### Given instruction
Write out, word for word, everything from the line containing "written like (754,150)." down to the end of the rows below.

= = = = =

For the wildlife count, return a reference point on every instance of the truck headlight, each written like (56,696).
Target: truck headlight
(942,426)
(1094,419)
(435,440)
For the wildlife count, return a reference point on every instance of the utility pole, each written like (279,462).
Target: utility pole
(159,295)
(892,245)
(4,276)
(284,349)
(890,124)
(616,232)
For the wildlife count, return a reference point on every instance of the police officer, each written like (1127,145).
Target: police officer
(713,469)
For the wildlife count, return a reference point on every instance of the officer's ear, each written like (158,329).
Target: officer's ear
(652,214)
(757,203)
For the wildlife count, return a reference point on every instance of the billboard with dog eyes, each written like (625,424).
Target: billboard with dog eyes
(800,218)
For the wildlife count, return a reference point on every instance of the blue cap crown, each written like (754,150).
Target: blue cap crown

= = = = =

### Exercise answer
For the wildlife count, return a reference point on every instance of the blue cap crown, each written like (754,150).
Target: blue cap crown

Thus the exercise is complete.